# [Task item A]
In the post on peak oil, where did the writer try living in a rural area?
# [Task item B]
Can you rewrite the paragraph in the post on peak oil that begins "I think that the peak oil issue and any breakdown" as a short list that keeps its main facts?
# [Task item C]
How would you sum up the post on peak oil in two sentences?

I am an African American female "prepper" who lives in a largely Hispanic area (urban Phoenix, AZ). My take on the whole peak oil issue is that the average ethnic minority in this country most likely sees the peak oil issue as less of a threat to their way of life. IMO, for whites, the peak oil issue and overarching sustainability movement is about trying to adjust to life in a way that allows them to minimize the impact to their standard of living as much as possible and there will be MUCH resistance.

On the other hand, for many ethnic minorities, their struggle has always been about survival on the most basic level. They are not bogged down on whether or not they can live with downsizing to a smaller hour or going from two cars to one, as many do not and/or never have owned a vehicle or needed one for that matter, to get back and forth from their jobs to their suburban homes. Likewise, riding a bike or taking a bus wouldn't necessarily be a major transition for inner/urban city ethnic minorities, IMO.

In the end, I think that it is going to be hard for ethnic minorities to go off to some rural area or small town and feel accepted, especially during a crisis, because, from experience, I tried rural living in South Carolina,for a few years and I by no means felt "welcomed" at any point or time.

I think that the peak oil issue and any breakdown or collapse in a city, region or nation will break along the lines of class, before anything. So, middle class ethnic minorities - or those who were middle class prior to the start of the collapse, are aware of the issues that the U.S. faces. On the political front, there are even some Blacks that are now looking at Ron Paul as the candidate of choice for president.

On the other hand, IMO, the majority of poor/inner city ethnic minorities are in the dark about the entire threat to global civilization/end of empire/peak oil issue and will continue to live out their lives looking for the government to rescue them.The issue of self reliance, etc. is going to be the difference between survial or NOT, so sad to say, there will be TWO categories of people who may not make it in the long run: the poor, regardless of race and the masses of the unawakened Whites in suburbia.

# [Data extract]

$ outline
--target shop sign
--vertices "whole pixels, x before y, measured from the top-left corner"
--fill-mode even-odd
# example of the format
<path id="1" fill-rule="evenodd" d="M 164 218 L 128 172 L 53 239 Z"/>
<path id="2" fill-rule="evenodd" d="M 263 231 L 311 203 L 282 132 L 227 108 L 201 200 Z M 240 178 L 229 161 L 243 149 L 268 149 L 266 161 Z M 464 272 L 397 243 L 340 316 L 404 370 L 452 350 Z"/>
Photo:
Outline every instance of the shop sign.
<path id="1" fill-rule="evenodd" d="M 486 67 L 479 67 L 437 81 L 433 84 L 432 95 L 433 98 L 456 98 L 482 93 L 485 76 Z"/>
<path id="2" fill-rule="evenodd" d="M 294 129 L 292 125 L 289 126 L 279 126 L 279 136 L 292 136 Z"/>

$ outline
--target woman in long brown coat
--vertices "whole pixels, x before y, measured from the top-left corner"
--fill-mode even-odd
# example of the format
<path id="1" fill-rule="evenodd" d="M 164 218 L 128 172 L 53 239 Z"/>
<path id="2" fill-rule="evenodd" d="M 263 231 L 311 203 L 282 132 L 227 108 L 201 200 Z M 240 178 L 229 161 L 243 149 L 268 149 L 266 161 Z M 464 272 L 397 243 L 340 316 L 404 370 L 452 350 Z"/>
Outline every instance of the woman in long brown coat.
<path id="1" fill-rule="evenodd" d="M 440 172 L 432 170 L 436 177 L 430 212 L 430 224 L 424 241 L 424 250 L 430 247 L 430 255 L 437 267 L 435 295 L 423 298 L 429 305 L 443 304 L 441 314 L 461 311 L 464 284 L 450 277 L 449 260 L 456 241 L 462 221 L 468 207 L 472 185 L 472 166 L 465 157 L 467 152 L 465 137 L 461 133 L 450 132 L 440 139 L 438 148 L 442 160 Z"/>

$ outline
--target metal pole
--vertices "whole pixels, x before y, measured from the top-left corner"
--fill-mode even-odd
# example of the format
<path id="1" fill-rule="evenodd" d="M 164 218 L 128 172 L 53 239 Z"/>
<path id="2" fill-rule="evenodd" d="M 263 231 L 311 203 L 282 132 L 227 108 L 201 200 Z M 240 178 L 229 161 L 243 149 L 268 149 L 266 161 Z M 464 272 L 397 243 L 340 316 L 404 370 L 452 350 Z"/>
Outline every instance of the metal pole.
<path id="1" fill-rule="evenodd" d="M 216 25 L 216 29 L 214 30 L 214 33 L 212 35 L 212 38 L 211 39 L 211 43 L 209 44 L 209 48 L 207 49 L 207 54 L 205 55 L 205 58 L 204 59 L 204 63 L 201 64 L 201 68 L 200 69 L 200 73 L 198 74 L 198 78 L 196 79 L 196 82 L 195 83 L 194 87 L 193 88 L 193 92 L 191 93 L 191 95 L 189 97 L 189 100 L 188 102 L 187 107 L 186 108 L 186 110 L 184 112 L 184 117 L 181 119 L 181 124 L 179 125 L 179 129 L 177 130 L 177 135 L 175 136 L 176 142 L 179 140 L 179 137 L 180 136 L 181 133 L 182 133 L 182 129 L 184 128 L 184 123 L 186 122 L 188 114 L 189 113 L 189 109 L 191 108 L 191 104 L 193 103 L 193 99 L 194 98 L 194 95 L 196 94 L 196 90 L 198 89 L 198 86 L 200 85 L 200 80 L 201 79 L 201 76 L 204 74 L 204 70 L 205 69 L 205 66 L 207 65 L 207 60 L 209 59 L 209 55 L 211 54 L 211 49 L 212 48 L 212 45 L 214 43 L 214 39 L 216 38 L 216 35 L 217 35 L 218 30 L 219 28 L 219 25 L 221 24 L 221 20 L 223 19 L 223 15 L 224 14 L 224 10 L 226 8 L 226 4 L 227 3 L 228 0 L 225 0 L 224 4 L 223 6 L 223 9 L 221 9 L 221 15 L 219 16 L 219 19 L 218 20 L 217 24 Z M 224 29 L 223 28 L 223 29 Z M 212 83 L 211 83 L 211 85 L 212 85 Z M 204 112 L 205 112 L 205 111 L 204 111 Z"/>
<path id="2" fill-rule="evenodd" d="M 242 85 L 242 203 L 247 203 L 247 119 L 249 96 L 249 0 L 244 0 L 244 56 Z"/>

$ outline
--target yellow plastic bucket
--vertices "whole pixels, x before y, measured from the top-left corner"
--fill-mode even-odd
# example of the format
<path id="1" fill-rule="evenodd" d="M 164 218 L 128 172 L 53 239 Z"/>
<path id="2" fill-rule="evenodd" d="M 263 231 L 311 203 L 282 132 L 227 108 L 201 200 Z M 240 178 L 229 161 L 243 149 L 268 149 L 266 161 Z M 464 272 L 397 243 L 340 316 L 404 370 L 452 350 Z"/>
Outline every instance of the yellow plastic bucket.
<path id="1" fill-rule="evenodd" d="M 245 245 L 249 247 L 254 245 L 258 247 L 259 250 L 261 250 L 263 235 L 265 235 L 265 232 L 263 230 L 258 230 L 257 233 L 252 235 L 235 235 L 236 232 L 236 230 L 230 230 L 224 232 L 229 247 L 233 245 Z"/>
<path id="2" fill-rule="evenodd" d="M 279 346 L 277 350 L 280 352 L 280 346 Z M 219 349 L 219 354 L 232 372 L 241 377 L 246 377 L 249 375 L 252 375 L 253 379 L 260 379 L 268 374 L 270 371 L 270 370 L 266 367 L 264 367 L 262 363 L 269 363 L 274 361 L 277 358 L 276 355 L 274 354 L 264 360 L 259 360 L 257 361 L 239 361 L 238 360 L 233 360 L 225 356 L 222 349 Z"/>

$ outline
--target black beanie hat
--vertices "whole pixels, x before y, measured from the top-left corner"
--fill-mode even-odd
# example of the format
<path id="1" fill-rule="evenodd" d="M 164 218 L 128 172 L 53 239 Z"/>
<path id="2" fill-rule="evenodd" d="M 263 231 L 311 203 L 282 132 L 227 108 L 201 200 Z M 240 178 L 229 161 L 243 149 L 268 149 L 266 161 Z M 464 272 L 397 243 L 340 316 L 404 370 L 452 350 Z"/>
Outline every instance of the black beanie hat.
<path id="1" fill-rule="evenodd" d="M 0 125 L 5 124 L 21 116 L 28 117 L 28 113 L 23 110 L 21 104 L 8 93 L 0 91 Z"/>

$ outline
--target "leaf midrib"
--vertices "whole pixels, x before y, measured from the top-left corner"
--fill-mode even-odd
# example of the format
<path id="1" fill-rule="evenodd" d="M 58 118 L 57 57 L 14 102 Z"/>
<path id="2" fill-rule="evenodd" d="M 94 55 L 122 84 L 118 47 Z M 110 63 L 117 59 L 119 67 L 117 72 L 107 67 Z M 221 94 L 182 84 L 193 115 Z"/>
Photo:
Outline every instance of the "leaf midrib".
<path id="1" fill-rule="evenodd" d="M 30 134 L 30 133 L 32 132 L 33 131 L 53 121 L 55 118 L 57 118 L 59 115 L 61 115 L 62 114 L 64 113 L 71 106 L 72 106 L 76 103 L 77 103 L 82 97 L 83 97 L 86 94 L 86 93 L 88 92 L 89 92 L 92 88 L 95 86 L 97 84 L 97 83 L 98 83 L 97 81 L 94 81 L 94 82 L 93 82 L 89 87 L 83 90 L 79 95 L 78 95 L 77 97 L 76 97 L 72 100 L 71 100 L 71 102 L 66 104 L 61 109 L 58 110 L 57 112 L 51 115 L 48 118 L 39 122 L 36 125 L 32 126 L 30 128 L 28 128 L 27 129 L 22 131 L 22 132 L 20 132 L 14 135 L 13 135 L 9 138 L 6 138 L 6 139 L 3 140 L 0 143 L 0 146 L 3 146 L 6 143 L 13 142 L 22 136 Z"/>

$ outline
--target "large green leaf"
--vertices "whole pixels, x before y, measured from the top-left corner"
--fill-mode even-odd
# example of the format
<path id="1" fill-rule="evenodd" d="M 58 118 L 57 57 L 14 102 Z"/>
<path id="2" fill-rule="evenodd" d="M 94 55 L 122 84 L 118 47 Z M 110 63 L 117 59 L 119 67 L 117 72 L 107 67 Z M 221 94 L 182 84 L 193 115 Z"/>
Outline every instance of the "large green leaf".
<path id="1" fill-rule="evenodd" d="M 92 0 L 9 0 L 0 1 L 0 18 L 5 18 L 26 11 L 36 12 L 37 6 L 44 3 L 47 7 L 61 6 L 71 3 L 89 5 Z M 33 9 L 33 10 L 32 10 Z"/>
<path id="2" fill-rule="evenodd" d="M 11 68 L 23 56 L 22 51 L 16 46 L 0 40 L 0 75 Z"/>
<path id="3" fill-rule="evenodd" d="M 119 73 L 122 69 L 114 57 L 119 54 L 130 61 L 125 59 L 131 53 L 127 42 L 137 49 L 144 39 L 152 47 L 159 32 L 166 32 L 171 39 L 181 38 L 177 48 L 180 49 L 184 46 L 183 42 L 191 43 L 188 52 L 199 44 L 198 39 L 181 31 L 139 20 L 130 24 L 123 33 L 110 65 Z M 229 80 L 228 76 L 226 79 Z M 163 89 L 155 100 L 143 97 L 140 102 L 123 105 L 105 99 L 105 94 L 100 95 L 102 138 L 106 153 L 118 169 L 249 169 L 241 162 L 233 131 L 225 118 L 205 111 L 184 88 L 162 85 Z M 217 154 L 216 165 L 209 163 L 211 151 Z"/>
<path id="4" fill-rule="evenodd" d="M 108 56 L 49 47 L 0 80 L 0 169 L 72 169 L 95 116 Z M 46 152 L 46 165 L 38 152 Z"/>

# [Result A]
South Carolina, for a few years.

# [Result B]
- Peak oil and any collapse will break along class lines first.
- Middle-class ethnic minorities, including those who were middle class before the collapse, are aware of the issues the U.S. faces.
- Politically, some Black people now see Ron Paul as their preferred candidate for president.

# [Result C]
The writer, an African American prepper in Phoenix, argues that many ethnic minorities see peak oil as less of a threat than whites do, because their struggle has always been basic survival and changes like giving up a car or riding a bus would matter less to them. The writer expects any collapse to break along class lines, with the poor of any race and the unawakened whites in suburbia least likely to make it in the long run.